Problem to solve
Count the lines in the items below that contain the string "field", treating uppercase and lowercase as different. Reply with the number only.

Rows from an object-pointing dataset

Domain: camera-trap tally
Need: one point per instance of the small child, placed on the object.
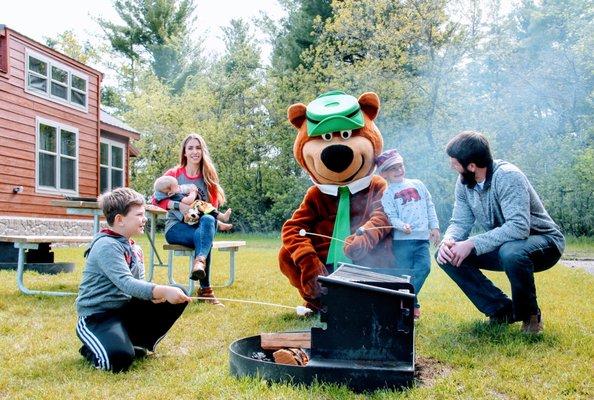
(167, 187)
(120, 315)
(408, 205)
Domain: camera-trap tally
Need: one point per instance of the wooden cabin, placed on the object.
(55, 140)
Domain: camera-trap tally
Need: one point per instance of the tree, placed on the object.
(297, 31)
(67, 43)
(155, 34)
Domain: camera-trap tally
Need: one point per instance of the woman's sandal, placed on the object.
(198, 271)
(210, 297)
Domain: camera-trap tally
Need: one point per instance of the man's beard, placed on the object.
(468, 178)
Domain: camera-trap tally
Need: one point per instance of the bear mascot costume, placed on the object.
(337, 143)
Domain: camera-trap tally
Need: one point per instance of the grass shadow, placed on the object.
(481, 338)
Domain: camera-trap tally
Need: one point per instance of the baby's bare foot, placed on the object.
(225, 216)
(224, 227)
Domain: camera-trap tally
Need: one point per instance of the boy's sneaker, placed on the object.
(505, 315)
(533, 324)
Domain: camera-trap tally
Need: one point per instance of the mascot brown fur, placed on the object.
(303, 258)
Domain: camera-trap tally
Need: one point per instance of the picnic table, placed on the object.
(26, 242)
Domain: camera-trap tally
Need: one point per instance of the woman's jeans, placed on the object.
(519, 259)
(198, 236)
(413, 259)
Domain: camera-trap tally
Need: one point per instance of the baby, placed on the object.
(168, 187)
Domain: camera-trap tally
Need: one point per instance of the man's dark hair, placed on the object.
(470, 147)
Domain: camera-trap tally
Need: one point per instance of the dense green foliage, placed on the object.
(525, 78)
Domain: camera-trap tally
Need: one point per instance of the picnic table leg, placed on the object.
(21, 269)
(153, 250)
(231, 279)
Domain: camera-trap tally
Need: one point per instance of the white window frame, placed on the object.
(47, 94)
(112, 143)
(59, 126)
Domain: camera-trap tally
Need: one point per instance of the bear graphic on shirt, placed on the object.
(408, 194)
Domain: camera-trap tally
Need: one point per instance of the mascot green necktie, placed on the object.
(342, 228)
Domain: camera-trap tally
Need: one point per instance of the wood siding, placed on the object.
(19, 111)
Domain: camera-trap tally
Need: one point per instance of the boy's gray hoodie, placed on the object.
(113, 274)
(507, 208)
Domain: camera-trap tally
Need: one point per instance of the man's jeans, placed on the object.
(198, 236)
(413, 259)
(519, 259)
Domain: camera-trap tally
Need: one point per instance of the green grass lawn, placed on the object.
(39, 349)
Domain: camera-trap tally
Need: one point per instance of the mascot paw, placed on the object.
(356, 247)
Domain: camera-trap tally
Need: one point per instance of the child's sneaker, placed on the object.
(198, 269)
(207, 292)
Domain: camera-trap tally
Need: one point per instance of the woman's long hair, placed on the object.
(209, 172)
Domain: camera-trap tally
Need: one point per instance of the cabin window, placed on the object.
(48, 78)
(57, 158)
(111, 160)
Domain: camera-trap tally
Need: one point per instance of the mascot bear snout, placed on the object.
(337, 157)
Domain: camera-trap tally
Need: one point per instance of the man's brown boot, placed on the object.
(533, 324)
(198, 271)
(207, 292)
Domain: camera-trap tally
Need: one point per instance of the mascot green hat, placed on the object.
(333, 112)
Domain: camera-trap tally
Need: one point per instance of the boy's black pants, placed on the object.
(109, 337)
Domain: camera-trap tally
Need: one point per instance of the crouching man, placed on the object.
(520, 237)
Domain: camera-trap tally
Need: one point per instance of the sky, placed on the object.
(38, 19)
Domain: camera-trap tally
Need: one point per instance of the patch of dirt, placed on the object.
(428, 370)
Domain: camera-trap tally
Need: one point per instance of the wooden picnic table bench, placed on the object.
(30, 242)
(232, 246)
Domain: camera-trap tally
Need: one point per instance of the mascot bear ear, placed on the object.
(369, 103)
(296, 114)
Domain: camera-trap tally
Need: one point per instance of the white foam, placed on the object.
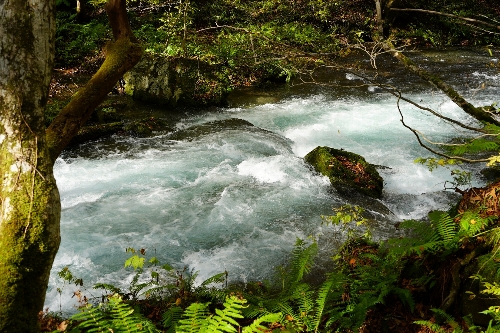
(266, 170)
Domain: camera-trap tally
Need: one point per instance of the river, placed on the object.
(236, 199)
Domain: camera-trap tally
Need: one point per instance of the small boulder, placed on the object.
(347, 171)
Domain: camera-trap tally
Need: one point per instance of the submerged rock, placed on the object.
(347, 171)
(172, 81)
(196, 131)
(146, 126)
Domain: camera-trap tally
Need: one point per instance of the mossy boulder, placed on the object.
(147, 126)
(346, 170)
(196, 131)
(177, 81)
(96, 131)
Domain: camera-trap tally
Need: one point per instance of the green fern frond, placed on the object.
(302, 260)
(115, 316)
(171, 317)
(256, 326)
(444, 225)
(193, 319)
(224, 320)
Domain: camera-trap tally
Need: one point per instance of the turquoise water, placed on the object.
(237, 199)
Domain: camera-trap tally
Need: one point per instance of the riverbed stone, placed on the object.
(347, 171)
(196, 131)
(177, 81)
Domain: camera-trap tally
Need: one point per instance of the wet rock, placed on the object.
(173, 81)
(146, 126)
(94, 132)
(194, 132)
(347, 171)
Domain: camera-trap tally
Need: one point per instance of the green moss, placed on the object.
(346, 170)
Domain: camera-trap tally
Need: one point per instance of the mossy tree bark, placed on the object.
(29, 199)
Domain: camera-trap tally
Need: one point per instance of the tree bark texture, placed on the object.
(29, 199)
(121, 55)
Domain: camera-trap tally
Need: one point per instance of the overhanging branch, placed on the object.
(121, 55)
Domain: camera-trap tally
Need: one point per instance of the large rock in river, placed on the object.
(346, 170)
(171, 81)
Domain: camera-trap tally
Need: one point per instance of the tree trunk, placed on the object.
(121, 55)
(29, 199)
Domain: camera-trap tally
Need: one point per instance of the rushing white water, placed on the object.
(237, 199)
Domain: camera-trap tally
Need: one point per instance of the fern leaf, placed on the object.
(256, 326)
(172, 316)
(194, 318)
(302, 260)
(446, 228)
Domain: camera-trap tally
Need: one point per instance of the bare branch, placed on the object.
(448, 15)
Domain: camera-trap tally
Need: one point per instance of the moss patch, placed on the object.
(346, 170)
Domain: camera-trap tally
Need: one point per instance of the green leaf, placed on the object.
(135, 261)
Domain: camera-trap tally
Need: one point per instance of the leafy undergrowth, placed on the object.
(411, 284)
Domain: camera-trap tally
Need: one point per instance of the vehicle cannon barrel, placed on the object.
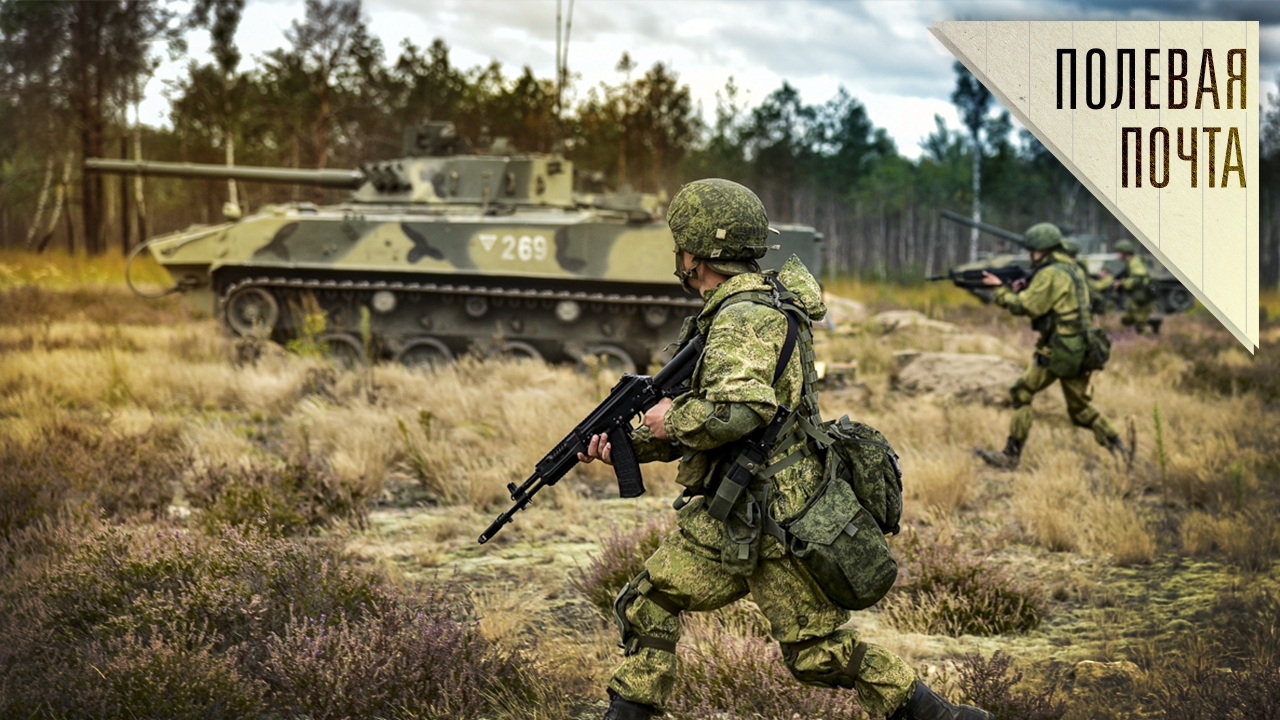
(324, 178)
(983, 227)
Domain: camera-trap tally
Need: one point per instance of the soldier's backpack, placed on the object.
(840, 534)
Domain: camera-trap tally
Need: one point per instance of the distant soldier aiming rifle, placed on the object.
(1069, 350)
(744, 434)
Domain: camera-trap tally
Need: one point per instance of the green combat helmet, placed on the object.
(1042, 236)
(721, 223)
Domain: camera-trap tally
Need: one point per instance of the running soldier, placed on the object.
(1057, 301)
(721, 231)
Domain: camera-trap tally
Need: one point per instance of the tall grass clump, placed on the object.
(622, 555)
(990, 686)
(1229, 668)
(131, 620)
(723, 674)
(946, 589)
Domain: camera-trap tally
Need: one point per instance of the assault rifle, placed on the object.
(627, 400)
(972, 279)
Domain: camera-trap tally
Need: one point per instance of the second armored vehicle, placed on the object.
(1171, 296)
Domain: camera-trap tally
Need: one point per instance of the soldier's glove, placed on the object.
(626, 710)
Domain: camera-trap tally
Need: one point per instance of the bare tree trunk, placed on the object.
(40, 204)
(229, 144)
(977, 196)
(138, 185)
(126, 226)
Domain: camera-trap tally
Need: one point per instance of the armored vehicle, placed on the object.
(1170, 295)
(440, 253)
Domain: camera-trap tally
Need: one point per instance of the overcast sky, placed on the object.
(880, 50)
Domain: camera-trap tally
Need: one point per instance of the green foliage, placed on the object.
(117, 621)
(622, 555)
(311, 322)
(988, 686)
(73, 464)
(950, 591)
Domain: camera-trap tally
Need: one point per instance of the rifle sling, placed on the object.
(727, 492)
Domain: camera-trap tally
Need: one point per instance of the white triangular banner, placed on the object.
(1207, 236)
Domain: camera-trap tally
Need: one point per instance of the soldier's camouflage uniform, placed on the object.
(1052, 290)
(1142, 300)
(699, 568)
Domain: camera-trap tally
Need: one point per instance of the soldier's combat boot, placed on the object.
(626, 710)
(1006, 459)
(1121, 450)
(928, 705)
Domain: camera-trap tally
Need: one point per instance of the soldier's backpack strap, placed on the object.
(791, 445)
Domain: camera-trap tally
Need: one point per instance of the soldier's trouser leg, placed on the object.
(1034, 379)
(1078, 395)
(805, 623)
(800, 618)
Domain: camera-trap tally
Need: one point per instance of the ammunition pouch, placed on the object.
(841, 546)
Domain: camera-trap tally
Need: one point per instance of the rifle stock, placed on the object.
(629, 399)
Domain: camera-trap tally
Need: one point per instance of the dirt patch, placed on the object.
(956, 376)
(901, 319)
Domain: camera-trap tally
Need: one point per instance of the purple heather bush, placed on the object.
(622, 555)
(101, 620)
(73, 463)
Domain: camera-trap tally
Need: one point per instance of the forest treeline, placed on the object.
(72, 72)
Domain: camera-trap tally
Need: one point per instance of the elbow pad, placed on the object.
(731, 420)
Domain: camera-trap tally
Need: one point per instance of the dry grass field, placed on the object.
(243, 538)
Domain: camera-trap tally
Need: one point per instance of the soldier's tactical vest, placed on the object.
(1074, 345)
(839, 536)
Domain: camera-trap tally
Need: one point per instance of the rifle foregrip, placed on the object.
(625, 465)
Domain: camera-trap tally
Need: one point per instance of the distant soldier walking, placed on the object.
(748, 369)
(1057, 301)
(1136, 283)
(1097, 301)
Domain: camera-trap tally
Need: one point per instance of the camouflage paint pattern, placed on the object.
(472, 223)
(718, 218)
(1138, 286)
(698, 566)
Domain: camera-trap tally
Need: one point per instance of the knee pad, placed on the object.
(640, 587)
(1020, 395)
(1084, 418)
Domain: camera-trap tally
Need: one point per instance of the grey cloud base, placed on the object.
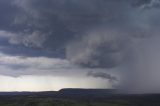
(94, 34)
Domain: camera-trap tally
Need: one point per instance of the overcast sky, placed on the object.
(53, 44)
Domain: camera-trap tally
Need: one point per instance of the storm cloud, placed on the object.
(79, 35)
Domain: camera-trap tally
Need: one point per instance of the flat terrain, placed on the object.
(116, 100)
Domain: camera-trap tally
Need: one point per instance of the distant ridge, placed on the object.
(64, 93)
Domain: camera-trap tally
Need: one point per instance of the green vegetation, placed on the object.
(49, 101)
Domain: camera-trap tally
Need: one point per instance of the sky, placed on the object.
(53, 44)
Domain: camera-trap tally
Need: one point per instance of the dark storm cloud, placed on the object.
(103, 75)
(97, 34)
(60, 27)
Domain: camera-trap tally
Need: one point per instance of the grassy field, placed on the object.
(49, 101)
(124, 100)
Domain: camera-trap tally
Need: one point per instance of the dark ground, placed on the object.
(75, 98)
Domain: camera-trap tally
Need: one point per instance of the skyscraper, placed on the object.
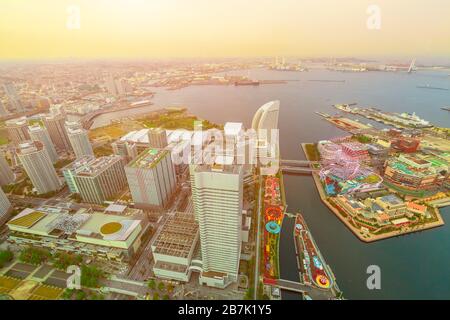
(151, 178)
(266, 118)
(37, 164)
(55, 126)
(13, 97)
(218, 198)
(71, 170)
(80, 142)
(157, 138)
(5, 207)
(125, 149)
(6, 174)
(39, 133)
(17, 130)
(101, 180)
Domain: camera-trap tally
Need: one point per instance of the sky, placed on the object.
(48, 29)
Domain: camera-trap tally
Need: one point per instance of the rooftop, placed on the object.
(178, 235)
(98, 165)
(148, 159)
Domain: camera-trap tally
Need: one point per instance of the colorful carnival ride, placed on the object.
(273, 218)
(313, 269)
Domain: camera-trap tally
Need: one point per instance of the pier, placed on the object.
(299, 166)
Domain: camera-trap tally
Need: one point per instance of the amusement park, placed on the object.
(312, 267)
(273, 219)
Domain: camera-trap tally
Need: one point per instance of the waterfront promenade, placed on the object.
(369, 237)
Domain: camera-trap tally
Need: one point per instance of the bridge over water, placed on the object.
(313, 292)
(298, 166)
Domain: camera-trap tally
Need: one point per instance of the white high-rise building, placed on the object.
(151, 178)
(101, 180)
(13, 97)
(6, 174)
(5, 207)
(37, 164)
(38, 133)
(55, 125)
(79, 140)
(17, 130)
(218, 199)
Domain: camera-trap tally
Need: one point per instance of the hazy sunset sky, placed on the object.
(36, 29)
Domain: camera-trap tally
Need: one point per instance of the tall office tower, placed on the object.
(101, 180)
(72, 169)
(6, 174)
(55, 126)
(151, 178)
(5, 207)
(13, 97)
(125, 149)
(80, 142)
(17, 130)
(218, 198)
(38, 133)
(267, 116)
(37, 164)
(157, 138)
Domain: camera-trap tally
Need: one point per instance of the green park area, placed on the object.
(177, 119)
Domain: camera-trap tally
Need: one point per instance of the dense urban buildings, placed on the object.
(6, 174)
(157, 138)
(218, 200)
(174, 248)
(72, 169)
(5, 207)
(101, 180)
(37, 163)
(55, 123)
(39, 133)
(80, 143)
(17, 130)
(151, 178)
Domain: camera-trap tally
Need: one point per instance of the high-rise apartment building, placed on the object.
(17, 130)
(72, 169)
(157, 138)
(101, 180)
(55, 125)
(151, 178)
(39, 133)
(37, 164)
(6, 174)
(13, 97)
(79, 140)
(5, 207)
(218, 199)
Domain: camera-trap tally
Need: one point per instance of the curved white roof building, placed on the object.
(267, 116)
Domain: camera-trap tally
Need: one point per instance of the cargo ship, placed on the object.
(246, 83)
(313, 269)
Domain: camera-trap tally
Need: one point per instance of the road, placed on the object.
(258, 237)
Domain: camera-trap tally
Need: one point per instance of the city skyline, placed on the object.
(138, 30)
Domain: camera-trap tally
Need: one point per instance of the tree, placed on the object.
(90, 276)
(151, 284)
(81, 295)
(5, 256)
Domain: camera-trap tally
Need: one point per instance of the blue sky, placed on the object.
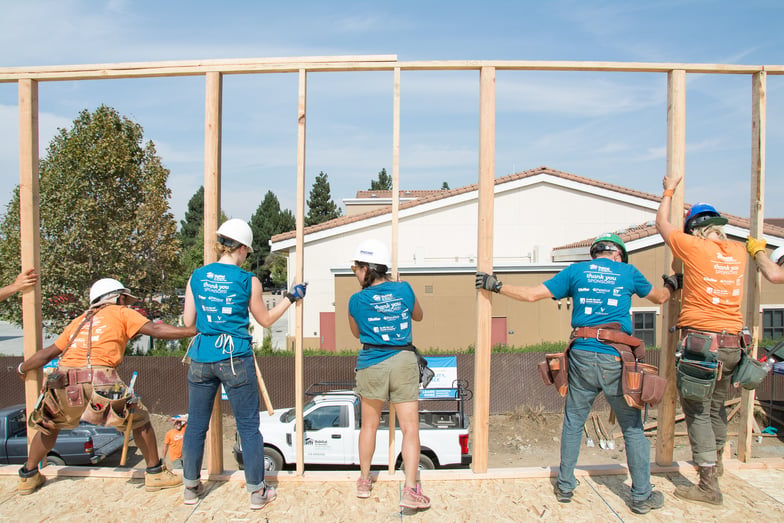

Solution for this problem
2